Work request 1:
Answer these questions using the emergency department account.
(a) How is the skin of the full thickness burns described?
(b) How many patients were treated that day, and how many of them were admitted?
(c) With what did the writer's sister escape?
Work request 2: Transcribe the passage of the emergency department account from "That day we" up to and including "and her pets.".
=== Source text ===
I was designated to a team of medical staff caring for a patient with severe burns. This person was conscious and talking when they arrived. Most of her clothes had been burnt away revealing the leathery yellow-white skin of full thickness burns.

She lay there looking up with terrified eyes. So you touch her and you tell her that everything will be OK (and you know that it will not), and you put her to sleep, and you place her on life support, and you all work your butts off to give her the best chance that you can.

I guess the only positive thing you can say about an incident like this is that it brings out the best in people. And a team of amazing people arrived to support and augment the department. From social workers, chaplains and ex-ED staff who turned up to volunteer their services, to patients and relatives who became caregivers themselves.

All were absorbed into the charcoal faced crowd.

Many of the public who presented with ‘minor’ injuries had just lost everything. Many were almost apologetic not wanting to “waste our time”, and sat in small whispering groups or just sat in stunned confusion.

The waiting room was packed full. Nobody complained.

That day we treated over 270 patients 45 of whom were admitted. The next day we would see 198 with 33 admissions.

Not a single member of the department would be untouched by the tragedy.  Some lost their houses, many had friends and family who lost everything. My sister’s house had burned to the ground. She escaped with only the clothes she was wearing, and her pets.
=== Provided material ===
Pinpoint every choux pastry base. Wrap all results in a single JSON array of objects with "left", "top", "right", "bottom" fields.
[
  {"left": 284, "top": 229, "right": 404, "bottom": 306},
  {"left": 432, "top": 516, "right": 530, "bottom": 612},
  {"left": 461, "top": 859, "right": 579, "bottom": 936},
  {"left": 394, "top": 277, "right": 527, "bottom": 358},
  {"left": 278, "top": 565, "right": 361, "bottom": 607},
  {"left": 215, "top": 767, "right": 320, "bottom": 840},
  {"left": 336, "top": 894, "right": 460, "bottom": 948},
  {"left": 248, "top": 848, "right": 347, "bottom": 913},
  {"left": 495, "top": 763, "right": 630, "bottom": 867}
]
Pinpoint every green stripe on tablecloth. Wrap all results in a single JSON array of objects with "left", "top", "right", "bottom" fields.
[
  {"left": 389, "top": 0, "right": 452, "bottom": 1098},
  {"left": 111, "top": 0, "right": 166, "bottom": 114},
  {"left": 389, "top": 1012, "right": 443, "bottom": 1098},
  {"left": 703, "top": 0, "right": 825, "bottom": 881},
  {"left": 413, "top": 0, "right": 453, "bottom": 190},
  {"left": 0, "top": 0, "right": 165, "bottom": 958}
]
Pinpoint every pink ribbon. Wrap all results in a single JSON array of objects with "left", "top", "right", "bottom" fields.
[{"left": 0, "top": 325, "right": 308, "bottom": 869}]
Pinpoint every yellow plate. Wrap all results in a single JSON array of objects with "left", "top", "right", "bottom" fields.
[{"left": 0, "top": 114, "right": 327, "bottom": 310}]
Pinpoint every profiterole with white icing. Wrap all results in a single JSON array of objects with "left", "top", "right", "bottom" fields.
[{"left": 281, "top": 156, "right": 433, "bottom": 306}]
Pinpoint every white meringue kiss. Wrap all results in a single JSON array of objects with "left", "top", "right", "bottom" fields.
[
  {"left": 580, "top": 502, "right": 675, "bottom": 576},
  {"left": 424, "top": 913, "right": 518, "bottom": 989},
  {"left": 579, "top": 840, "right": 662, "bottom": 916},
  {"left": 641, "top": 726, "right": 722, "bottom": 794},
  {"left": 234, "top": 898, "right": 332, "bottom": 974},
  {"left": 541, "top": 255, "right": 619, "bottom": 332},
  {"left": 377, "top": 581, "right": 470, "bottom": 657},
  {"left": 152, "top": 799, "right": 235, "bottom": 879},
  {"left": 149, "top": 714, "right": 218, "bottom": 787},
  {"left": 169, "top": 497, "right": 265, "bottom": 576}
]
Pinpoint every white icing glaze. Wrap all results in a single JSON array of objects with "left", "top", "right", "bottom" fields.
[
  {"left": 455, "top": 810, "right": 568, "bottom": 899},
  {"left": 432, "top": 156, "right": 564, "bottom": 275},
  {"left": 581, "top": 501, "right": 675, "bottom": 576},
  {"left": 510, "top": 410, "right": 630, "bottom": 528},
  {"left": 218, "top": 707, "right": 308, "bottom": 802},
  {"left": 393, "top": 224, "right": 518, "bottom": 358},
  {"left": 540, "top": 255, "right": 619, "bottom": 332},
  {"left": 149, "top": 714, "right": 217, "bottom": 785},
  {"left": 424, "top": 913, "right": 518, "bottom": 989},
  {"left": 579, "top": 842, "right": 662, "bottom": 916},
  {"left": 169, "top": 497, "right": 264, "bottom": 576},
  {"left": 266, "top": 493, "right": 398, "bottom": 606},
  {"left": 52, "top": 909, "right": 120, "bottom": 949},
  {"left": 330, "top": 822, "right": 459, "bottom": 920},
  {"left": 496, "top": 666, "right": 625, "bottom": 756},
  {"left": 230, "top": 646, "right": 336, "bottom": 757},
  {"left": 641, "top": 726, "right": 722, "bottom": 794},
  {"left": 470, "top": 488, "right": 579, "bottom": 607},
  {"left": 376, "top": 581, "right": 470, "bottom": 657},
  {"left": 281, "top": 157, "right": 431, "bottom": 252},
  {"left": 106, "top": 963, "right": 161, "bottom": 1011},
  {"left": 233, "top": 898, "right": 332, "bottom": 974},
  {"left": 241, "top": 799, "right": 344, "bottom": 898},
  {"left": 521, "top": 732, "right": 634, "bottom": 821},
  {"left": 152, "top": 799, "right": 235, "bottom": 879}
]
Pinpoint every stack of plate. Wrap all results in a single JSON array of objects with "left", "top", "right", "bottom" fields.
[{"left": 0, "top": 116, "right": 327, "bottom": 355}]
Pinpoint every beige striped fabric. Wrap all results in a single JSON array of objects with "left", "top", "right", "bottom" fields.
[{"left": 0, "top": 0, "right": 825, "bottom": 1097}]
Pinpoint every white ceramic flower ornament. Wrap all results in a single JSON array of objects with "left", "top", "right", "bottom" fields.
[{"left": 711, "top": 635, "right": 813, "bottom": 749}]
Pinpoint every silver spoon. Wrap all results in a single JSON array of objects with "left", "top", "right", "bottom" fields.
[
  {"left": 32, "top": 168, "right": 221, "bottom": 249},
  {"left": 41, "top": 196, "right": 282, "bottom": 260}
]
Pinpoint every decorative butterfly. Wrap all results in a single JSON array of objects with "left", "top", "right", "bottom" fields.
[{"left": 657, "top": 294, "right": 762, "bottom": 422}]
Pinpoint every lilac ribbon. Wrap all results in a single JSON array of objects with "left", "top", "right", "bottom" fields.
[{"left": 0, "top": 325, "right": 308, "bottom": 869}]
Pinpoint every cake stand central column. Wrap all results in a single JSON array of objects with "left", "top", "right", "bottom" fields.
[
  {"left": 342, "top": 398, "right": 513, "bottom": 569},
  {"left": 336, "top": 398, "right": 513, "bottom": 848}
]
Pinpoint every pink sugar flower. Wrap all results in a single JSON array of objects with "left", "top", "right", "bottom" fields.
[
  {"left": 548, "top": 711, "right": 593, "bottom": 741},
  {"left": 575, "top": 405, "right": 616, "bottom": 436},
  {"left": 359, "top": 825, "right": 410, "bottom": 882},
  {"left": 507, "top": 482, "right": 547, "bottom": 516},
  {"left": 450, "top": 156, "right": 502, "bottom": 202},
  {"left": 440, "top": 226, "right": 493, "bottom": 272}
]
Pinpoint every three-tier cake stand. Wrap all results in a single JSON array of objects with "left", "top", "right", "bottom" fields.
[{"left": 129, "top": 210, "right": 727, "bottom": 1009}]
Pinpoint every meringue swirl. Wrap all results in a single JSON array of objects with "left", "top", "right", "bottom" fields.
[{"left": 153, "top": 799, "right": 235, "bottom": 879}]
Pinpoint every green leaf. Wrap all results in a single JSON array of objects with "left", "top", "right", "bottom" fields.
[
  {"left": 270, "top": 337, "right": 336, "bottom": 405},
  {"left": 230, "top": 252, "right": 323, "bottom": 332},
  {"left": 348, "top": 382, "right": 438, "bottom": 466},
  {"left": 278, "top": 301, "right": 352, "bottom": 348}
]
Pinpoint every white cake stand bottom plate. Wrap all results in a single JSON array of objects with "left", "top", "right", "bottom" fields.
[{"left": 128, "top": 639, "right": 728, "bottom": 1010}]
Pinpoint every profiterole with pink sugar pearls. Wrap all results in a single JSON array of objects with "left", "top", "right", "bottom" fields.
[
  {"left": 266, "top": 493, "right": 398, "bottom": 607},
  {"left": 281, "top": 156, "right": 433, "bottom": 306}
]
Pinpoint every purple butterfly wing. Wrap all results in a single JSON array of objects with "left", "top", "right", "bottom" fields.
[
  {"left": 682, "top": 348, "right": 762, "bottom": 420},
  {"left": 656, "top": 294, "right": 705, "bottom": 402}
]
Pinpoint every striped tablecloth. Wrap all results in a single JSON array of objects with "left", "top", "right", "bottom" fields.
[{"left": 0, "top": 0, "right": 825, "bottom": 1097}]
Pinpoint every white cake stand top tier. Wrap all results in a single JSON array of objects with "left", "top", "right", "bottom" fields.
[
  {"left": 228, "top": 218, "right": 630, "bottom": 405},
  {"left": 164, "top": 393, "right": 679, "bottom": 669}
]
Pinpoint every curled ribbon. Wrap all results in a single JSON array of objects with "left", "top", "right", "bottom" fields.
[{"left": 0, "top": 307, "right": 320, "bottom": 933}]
===
=== Provided material ===
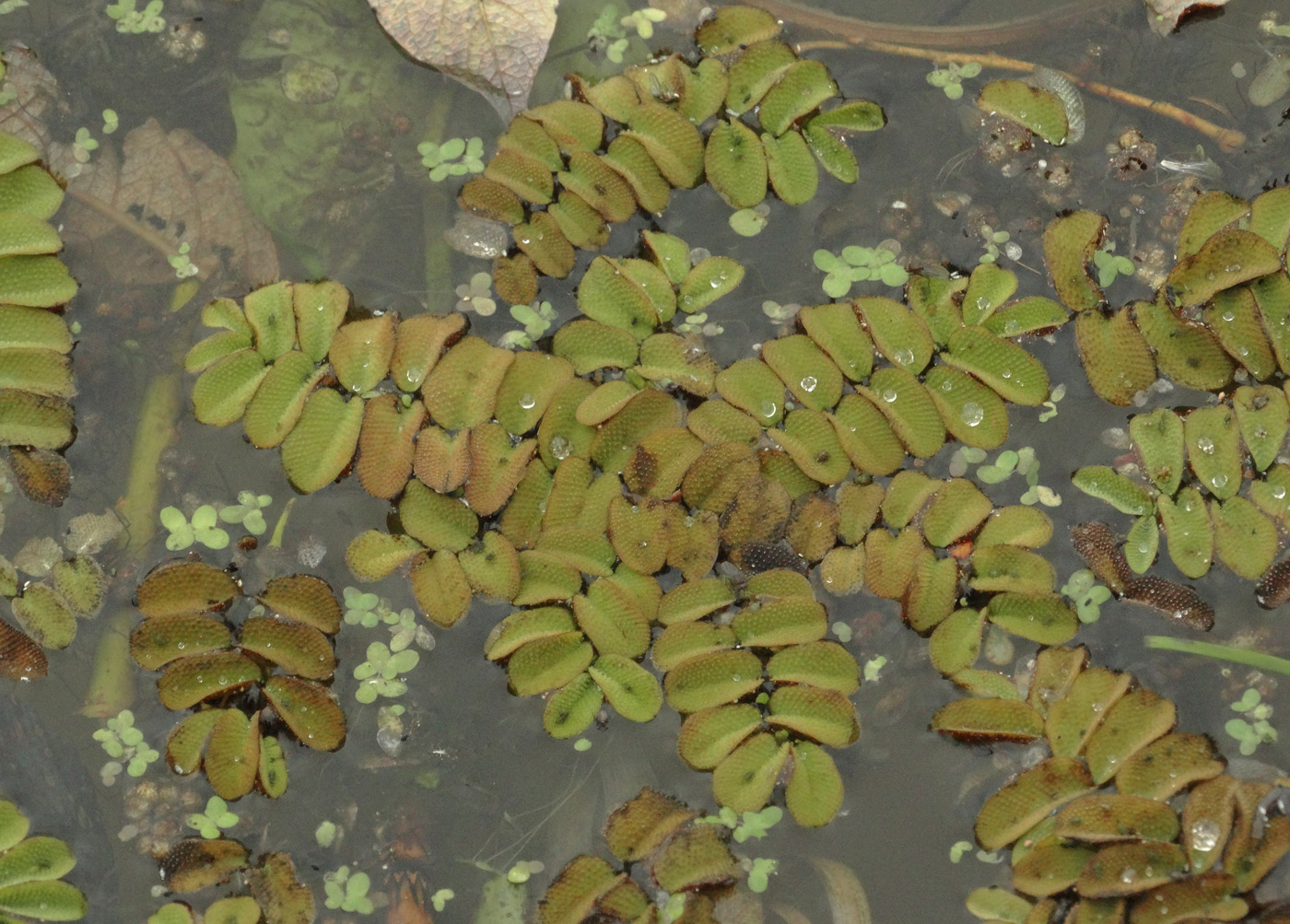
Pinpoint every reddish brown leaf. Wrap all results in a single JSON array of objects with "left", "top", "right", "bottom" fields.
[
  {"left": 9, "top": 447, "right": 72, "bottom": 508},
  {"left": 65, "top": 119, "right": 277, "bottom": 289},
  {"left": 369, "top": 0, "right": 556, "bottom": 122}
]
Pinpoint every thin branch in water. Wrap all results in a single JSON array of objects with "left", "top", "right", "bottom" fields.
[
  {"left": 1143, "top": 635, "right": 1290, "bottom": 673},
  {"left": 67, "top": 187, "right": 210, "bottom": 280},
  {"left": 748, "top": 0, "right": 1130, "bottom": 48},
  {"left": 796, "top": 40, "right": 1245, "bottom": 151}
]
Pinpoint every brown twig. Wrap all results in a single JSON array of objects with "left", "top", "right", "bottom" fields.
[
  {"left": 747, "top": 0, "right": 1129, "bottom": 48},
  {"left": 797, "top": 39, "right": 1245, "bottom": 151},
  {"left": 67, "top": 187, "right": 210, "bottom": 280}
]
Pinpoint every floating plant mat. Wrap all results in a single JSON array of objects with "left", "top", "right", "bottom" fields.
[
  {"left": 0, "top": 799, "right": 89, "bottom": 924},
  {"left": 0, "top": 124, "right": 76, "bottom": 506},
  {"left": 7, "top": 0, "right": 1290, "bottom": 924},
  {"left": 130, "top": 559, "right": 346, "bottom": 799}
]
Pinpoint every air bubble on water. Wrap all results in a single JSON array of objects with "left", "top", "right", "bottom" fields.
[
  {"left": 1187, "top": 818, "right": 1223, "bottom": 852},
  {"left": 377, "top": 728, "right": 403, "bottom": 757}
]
===
=== Provided material ===
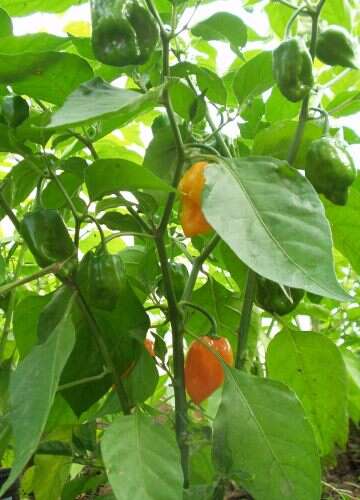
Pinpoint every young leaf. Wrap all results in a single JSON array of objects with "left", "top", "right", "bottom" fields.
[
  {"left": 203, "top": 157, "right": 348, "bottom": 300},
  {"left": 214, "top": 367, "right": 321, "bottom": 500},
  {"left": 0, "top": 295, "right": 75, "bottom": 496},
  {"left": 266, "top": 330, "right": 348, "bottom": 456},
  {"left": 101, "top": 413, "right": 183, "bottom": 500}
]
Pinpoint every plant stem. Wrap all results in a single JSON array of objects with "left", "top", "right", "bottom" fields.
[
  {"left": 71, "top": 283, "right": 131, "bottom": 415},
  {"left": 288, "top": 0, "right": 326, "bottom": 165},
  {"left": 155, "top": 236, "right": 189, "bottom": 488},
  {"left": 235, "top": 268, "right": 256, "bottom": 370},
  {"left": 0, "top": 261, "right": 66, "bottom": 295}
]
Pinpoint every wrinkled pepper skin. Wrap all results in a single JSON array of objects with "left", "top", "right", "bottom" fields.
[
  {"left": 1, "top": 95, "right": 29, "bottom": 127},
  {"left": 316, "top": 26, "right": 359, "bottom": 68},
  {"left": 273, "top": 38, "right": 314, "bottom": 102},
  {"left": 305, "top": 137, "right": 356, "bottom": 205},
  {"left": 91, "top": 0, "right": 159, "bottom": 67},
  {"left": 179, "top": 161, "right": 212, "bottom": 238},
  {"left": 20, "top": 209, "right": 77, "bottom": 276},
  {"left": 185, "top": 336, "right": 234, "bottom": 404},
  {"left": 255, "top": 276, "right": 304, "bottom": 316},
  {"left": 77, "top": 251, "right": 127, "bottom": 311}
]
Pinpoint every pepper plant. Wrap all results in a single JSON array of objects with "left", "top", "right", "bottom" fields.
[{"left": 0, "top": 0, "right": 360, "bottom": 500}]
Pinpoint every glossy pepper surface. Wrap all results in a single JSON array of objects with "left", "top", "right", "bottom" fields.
===
Exercise solution 1:
(a) Leathery and yellow-white.
(b) Over 270 patients were treated, and 45 of them were admitted.
(c) Only the clothes she was wearing, and her pets.

Exercise solution 2:
That day we treated over 270 patients 45 of whom were admitted. The next day we would see 198 with 33 admissions.

Not a single member of the department would be untouched by the tragedy.  Some lost their houses, many had friends and family who lost everything. My sister’s house had burned to the ground. She escaped with only the clothes she was wearing, and her pets.